▶ [Petikan Teks]

Depati Amir dan
Dakwah Islam Ramah di Tanah Pengasingan Kupang
Kupang merupakan
wilayah Nusa Tenggara Timur (NTT) yang cukup jauh dari jangkauan sejarah.
Jarang sekali kisah-kisah yang dipublikasikan mengenai kondisi apa saja yang
terjadi di wilayah tersebut. Pada masa Belanda, yang tampak dari tempat
tersebut adalah sebagai tempat pembuangan orang yang dianggapnya sebagai
pemberontak.
Dengan kondisi
perbedaan budaya dan agama, seakan-akan Belanda memang berencana untuk
mengobrak-abrik psikis orang-orang Muslim kriminal yang diasingkan di tempat
tersebut.
Depati Amir
(1805-1885) merupakan tokoh lokal Muslim dari Bangka Belitung yang memiliki
peran besar dalam melakukan resistensi terhadap hegemoni Belanda. Karena
pergerakannya yang dianggap membahayakan eksistensi kolonial, ia diasingkan di
daerah Air Mata, Kupang.
Ketika eksploitasi
dan monopoli timah di wilayah Bangka dilakukan oleh Belanda secara
besar-besaran, ia menjadi garda terdepan dalam melakukan perlawanan untuk
menuntut kesejahteraan rakyat Bangka yang direbut oleh penjajah.
Ketika strategi
perlawanan yang ia lakukan akhirnya dicurigai oleh Belanda, ia pun menjadi
buronan yang dianggap menghalang-halangi misi monopolinya. Selama dua tahun ia
berjuang, hingga titik yang paling akhir, kekuatannya pun menurun dan
perjuangannya pun berakhir di suatu hutan di Mendo Timur pada tahun 1851.
Ia ditangkap dan
menjadi tawanan pemerintah Belanda. Dengan penangkapan tersebut, ia pun
dijatuhi hukuman dengan diasingkan bersama keluarganya ke Kampung Air Mata,
Kupang, wilayah yang begitu jauh dari Bangka, yang mana tempat tersebut
merupakan tempat pembuangan para pemberontak dalam penilaian Belanda.
Sejak diasingkan ke
Kupang, terputuslah hubungannya dengan Pulau Bangka, baik dakwah Islamnya,
maupun hubungan dengan kerabat lainnya. Jika di Bangka ia lebih aktif dalam
mengangkat senjata, sejak di Kupang ia lebih banyak melakukan kegiatan-kegiatan
sosial, seperti pembangunan jalan, renovasi rumah warga, sampai perbaikan
jembatan.

Data pelabelan lokasi:

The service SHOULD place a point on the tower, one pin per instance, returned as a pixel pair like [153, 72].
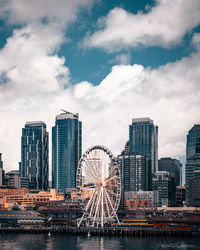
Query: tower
[192, 164]
[66, 150]
[143, 139]
[35, 155]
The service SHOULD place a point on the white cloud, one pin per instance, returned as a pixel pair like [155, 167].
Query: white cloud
[123, 58]
[196, 40]
[164, 24]
[169, 95]
[32, 80]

▶ [Daftar Tugas]
A) Jawablah pertanyaan berikut berdasarkan teks tentang Depati Amir.
(i) Dari daerah mana Depati Amir berasal?
(ii) Di mana dan pada tahun berapa perjuangannya berakhir?
(iii) Kegiatan sosial apa saja yang ia lakukan di Kupang?
B) Tentukan apakah setiap pernyataan di bawah ini sesuai dengan teks tentang Depati Amir. Jawab ya atau tidak, lalu kutip kata-kata dari teks yang menjadi dasarnya.
(i) Depati Amir diasingkan ke Kupang seorang diri.
(ii) Depati Amir berjuang selama dua tahun.
(iii) Setelah diasingkan ke Kupang, hubungannya dengan Pulau Bangka tetap terjaga.
C) Tuliskan lanjutan teks tentang Depati Amir, dimulai sesudah kalimat terakhirnya.
Entri tersebut adalah bahan tersendiri yang tidak berkaitan dengan teks tentang Depati Amir.

▶ [Kumpulan Jawaban]
A)
(i) Bangka Belitung.
(ii) Di suatu hutan di Mendo Timur, pada tahun 1851.
(iii) Pembangunan jalan, renovasi rumah warga, dan perbaikan jembatan.

B)
(i) Tidak: "dijatuhi hukuman dengan diasingkan bersama keluarganya ke Kampung Air Mata"
(ii) Ya: "Selama dua tahun ia berjuang"
(iii) Tidak: "terputuslah hubungannya dengan Pulau Bangka"

C)
Bahkan
kegiatan-kegiatan kemasyarakatan juga diserahkan kepada penduduknya, sedangkan
pemerintah kolonial yang berada di sana hanya mengawasi. Meskipun begitu,
masyarakat yang ada di sana adalah bekas para pemberontak, sehingga harus terus
diawasi.
Kebiasaan Depati Amir
yang gemar bergaul dengan orang lain, tidaklah menyulitkanya dalam menghadapi
keadaan yang baru ketika diasingkan di Kupang. Apalagi di sana ia berdampingan
dengan orang-orang yang bernasib sama. Bersama dengan warga, ia segera
melibatkan diri dan melakukan pembangunan di kampung pembuangannya mata air.
Ia terus berlibat
dalam penanaman nilai-nilai spiritual di kampung tersebut. Tak heran, meskipun
di kampung kanan kirinya adalah para pemeluk Katolik, di kampung tersebut
justru Islam berkembang dengan baik. Terbangunnya masjid Air Mata menjadi
tempat terlaksananya kegiatan-kegiatan keagamaan. (Dien Madjid, dkk, Masa
Internir Depati Amir di Kupang 1851-1869)
Ia juga terus membina
hubungan baik dengan suku-suku bangsa pribumi yang kebanyakan beragama Katolik,
terus menunjukkan bahwa dirinya adalah Muslim dengan prinsip rahmatan lil
'alamin yang mampu berinteraksi dengan antar suku maupun ras sehingga mampu
mewujudkan dakwah Islam ramah di tanah pengasingan.
Di pengasingannya, ia
juga mendapat kepercayaan pemerintah kolonial dalam melakukan program
vaksinasi massal yang diadakan Belanda untuk masyarakat Kupang. Penunjukan ini
dilakukan karena kewibawaan Depati Amir terhadap masyarakat supaya tergerak
dalam menciptakan kehidupan yang sehat.
Sebagai orang Melayu,
ia juga memperkenalkan kebudayaannya pada masyarakat Air Mata. Budaya tersebut
dengan sendirinya berkembang seiring dengan perkembangan Islam di sana.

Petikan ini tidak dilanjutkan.